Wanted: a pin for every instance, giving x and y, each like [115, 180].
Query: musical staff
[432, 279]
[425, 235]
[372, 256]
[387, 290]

What is expected — Please return the data above in full, without altering a single line.

Written answer —
Wanted: a pin for every instance, giving x and y, each like [115, 180].
Query: musical staff
[432, 279]
[425, 235]
[372, 256]
[387, 290]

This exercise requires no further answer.